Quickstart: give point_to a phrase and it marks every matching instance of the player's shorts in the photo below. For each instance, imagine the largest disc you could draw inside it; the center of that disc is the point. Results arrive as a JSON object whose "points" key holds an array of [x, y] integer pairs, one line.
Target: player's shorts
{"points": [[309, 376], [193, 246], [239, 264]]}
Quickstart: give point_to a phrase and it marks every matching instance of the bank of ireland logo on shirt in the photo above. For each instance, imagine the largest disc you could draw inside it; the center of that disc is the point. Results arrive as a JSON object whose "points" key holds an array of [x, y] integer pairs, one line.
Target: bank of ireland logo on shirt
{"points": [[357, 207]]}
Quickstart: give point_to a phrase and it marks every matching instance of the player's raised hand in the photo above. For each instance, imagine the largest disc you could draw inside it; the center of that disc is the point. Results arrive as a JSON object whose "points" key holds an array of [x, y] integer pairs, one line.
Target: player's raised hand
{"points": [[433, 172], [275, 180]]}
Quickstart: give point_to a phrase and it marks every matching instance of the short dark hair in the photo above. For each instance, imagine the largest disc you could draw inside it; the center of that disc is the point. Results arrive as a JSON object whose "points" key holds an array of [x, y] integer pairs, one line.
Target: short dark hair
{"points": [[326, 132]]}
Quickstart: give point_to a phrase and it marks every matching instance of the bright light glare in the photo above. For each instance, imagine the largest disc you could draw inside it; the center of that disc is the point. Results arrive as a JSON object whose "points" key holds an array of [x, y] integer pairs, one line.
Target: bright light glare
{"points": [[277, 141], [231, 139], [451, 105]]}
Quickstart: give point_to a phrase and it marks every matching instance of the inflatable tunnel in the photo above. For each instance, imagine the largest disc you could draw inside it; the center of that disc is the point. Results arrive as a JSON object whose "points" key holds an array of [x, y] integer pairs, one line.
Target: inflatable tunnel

******************************

**AIM OF THE EXERCISE**
The answer must be every line of the entries that includes the word "marks".

**OUTPUT**
Quickstart: give point_to a phrase and it marks every matching instance of the player's shorts in the photo below. For each instance, imagine the largest disc you could draw inside it; the center of that disc is the point. Results arrive as a JSON object whose "points" key holds an array of [x, y] integer pairs, one line.
Quickstart: give point_to a phrase and it marks every matching instance of the bank of ireland logo on shirt in the photo above. For each instance, imagine the largest disc you could draw inside it; the center of that disc is the point. Results arrive as a JSON object whose "points" key holds an array of [x, y] integer pairs, one line.
Quickstart: give point_to a phrase and it marks every matching instance of the player's raised hand in the photo above. For each instance, imagine the largest disc you could draw inside it; the center of that disc is the point. Results arrive as a JSON object whose "points" key holds an array of [x, y] integer pairs, one line.
Quickstart: give point_to a phrase and it marks every matching instance of the short dark hair in the photo above. For each instance, imagine the largest disc you could draw inside it; the center of that disc is the point. Results arrive as a JSON object whose "points" key holds an array of [x, y] integer pairs, one line.
Quickstart: give point_to a phrase and it marks every matching instance of the bright light glare in the photo above. For each instance, imagine the largest disc you could draw inside it; the center of that disc is the point. Results arrive as a JSON object whose "points" key holds an array of [x, y] integer pairs, one line.
Quickstart: give point_to a phrase and it marks every matching instance of the inflatable tunnel in the photo above. For each instance, imagine the largest disc you could draw inside it; the center of that disc is the point. Results arrive as a JSON object whose "points" key holds an array of [x, y] integer pairs, one line.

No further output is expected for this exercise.